[Available records]

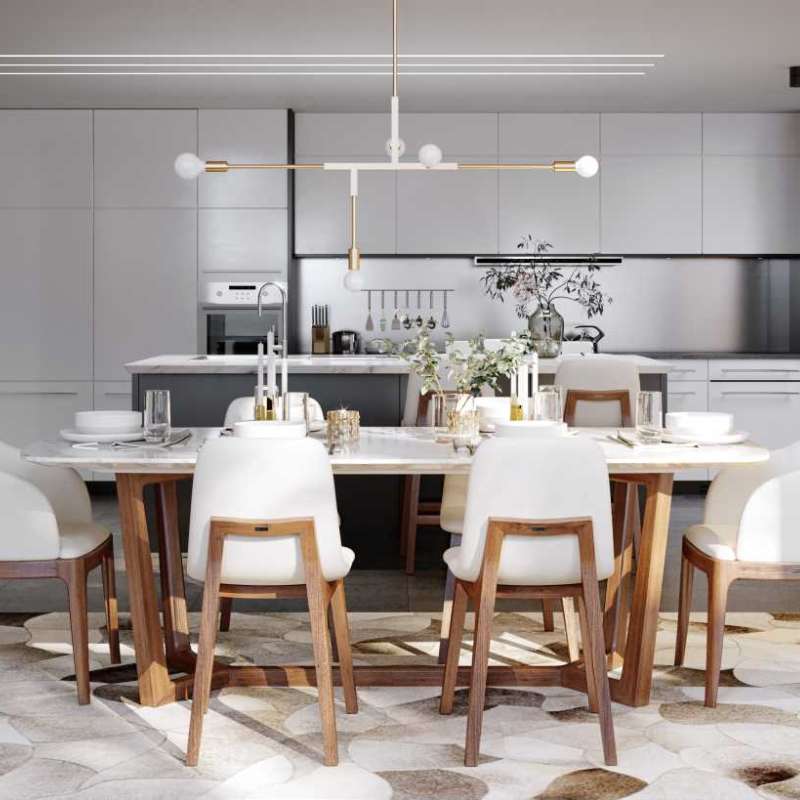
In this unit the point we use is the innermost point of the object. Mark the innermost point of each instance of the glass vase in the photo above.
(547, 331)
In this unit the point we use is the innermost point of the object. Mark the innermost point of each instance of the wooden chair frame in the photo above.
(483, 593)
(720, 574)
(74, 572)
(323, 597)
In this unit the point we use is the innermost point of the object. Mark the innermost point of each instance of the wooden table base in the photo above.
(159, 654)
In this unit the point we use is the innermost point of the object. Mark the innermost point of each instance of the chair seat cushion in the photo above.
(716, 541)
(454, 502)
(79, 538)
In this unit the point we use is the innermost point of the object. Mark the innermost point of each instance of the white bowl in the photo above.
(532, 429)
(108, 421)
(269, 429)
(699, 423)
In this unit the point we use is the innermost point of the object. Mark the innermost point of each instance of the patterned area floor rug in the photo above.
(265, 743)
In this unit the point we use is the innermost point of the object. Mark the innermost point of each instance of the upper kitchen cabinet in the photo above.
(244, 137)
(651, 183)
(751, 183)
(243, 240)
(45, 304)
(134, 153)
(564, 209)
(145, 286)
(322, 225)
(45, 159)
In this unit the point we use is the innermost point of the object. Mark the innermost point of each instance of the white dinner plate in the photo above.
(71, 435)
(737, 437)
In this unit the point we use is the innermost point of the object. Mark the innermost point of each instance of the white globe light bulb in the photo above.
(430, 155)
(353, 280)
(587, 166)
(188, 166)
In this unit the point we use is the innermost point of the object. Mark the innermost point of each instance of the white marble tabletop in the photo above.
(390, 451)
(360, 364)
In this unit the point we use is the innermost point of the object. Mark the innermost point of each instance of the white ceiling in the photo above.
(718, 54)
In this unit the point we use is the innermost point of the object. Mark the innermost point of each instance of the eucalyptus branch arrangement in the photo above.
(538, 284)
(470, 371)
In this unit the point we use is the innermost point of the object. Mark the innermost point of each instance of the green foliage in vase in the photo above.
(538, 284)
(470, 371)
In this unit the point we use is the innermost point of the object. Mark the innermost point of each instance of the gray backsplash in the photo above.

[/Available records]

> Your objective
Only the pictures are to be omitted; restate everything else above exactly.

> Response box
In this unit the point we use is the innermost point of the object. Mark the innermost point of each instance of the glass vase in the photo above.
(547, 331)
In this unit the point we use is the innermost point of the object. Mark the innermost point of each instance of the wooden chair frame in the photo above.
(483, 593)
(720, 574)
(74, 572)
(323, 597)
In this unit the point we use is the innermost point of the object. Mark the innermost point of each instance of the wooden table base in the photo above.
(159, 654)
In this unit the point we use is the innermost point of the object. Mark the innermost point of each instance of the chair seat cushion in the photo above.
(716, 541)
(454, 502)
(79, 538)
In this unit the point we use is the innermost point of the object. Mark the innermost point of each instance of the white bowl in the photo above.
(532, 429)
(108, 421)
(269, 429)
(699, 423)
In this unit the point we use is the innermost point of the object. Mark the innermost point of each instance of the patterned area floor rug in the photo above.
(265, 743)
In this unit the point we use is the innermost point of the object. Mark the innermost point of each instance of the upper kitchen cabinet in the photo above.
(244, 137)
(651, 183)
(751, 183)
(243, 240)
(45, 304)
(134, 153)
(564, 209)
(145, 286)
(322, 225)
(45, 159)
In this unit the point we use is the innermost point of the object. Mark the innermost point of each instance of the white dinner plate in the photo above.
(71, 435)
(737, 437)
In this unit the point we use is the innermost point of the object. Mark the innermost point of each instance of the white globe light bulb in the photo above.
(430, 155)
(353, 280)
(587, 166)
(188, 166)
In this unit the point we use is the innermost point of the object. Mark the innermost point of each instance of the white marble tabletop in the photo above.
(390, 451)
(360, 364)
In this unit the point we use is the innermost point of the object. Mark the innermost point of each instance of the white ceiling in the photo above.
(718, 54)
In this unit the point we use is the innermost point of the object. Mark the innermost point of each instance of the eucalyptus branch arrangement in the photo above.
(538, 284)
(470, 371)
In this unit the point we use is the innermost point of the object. Mark the innermost point of each instance of the green foliage in vase in the photo above.
(538, 284)
(470, 371)
In this unit the point we use is the innermost point of the object. Mark the innermost point of each instance of the gray backsplash in the photo above.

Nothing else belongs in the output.